STATED GOAL A:
Identify every line in the entries that contains the string "segment", matching case exactly, and copy each one.

DOCUMENT EXCERPT:
--------

I will look, thanks.

> Also some ideas: I'd like ethflop to support LBA access.

Is there any practical value in LBA support, in the context of a FAT12 "floppy-like" drive?

> Other functions are passed to the server to handle as is

Indeed, I try to keep the "intelligence" on the server side as much as possible to keep the TSR's memory footprint small.

> My extensions would need to allow the server to send/reply with messages instructing the client to read from a buffer and write to a buffer.

Sounds like a lot of memory needed.

> During my studying the server for this I noticed that int 13h function 08h seems to not be supported yet. This is desirable as well.

Yes, fn 08 is on my todo list.

> According to my calculations we have 6 KiB per FAT for two FAT copies, plus 7 KiB for the root directory, plus 512 Bytes of boot sector. That's 12 + 7 + 0.5 = 19.5 KiB. So it would seem that the 16 KiB initialisation doesn't suffice to set the entire root directory to all-zeroes.

To be honest I thought that everything (incl. root entries) is in the FAT. If that's not the case then indeed, a newly created floppy on DOS might have some weird content. I will look closer into this. This is a possible problem only for the DOS version of the server, since the Linux version uses ftruncate() to grow the image, and this function zeroes everything on its own.

--------

SUPPLIED RECORDS:
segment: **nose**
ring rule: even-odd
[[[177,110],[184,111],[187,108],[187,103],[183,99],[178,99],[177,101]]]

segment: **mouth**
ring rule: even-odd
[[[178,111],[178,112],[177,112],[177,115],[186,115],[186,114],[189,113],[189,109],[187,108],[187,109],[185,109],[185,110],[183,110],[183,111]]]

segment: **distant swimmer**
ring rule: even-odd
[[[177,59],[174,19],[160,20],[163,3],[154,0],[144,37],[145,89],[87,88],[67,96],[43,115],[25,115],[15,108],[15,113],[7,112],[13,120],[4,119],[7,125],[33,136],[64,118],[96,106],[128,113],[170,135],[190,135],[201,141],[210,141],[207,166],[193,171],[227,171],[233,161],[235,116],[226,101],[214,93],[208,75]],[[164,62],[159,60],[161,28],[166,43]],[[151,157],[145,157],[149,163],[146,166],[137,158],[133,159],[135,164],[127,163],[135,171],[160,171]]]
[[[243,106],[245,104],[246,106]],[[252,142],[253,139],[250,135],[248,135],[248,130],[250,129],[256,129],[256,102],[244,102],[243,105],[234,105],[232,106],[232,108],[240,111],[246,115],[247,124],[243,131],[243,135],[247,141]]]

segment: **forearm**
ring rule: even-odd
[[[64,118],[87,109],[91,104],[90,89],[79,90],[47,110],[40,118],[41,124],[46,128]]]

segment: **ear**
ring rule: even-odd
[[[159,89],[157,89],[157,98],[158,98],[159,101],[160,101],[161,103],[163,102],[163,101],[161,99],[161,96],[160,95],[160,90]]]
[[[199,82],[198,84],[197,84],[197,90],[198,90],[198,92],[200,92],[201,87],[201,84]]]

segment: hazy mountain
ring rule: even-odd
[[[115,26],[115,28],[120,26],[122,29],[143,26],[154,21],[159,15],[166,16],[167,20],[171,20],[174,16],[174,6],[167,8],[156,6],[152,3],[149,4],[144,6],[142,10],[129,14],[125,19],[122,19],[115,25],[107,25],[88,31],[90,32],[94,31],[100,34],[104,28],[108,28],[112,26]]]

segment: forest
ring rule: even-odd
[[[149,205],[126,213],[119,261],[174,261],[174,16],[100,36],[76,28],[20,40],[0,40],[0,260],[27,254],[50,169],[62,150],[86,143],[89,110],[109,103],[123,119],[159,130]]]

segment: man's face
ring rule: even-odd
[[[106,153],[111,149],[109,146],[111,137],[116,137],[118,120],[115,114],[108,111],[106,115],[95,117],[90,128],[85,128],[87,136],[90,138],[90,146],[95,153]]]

--------

STATED GOAL B:
List every passage in the forum post that is marked with ">" as quoted from another writer.

TASK RESPONSE A:
segment: **nose**
segment: **mouth**
segment: **distant swimmer**
segment: **forearm**
segment: **ear**
segment: hazy mountain
segment: forest
segment: man's face

TASK RESPONSE B:
1. Also some ideas: I'd like ethflop to support LBA access.
2. Other functions are passed to the server to handle as is
3. My extensions would need to allow the server to send/reply with messages instructing the client to read from a buffer and write to a buffer.
4. During my studying the server for this I noticed that int 13h function 08h seems to not be supported yet. This is desirable as well.
5. According to my calculations we have 6 KiB per FAT for two FAT copies, plus 7 KiB for the root directory, plus 512 Bytes of boot sector. That's 12 + 7 + 0.5 = 19.5 KiB. So it would seem that the 16 KiB initialisation doesn't suffice to set the entire root directory to all-zeroes.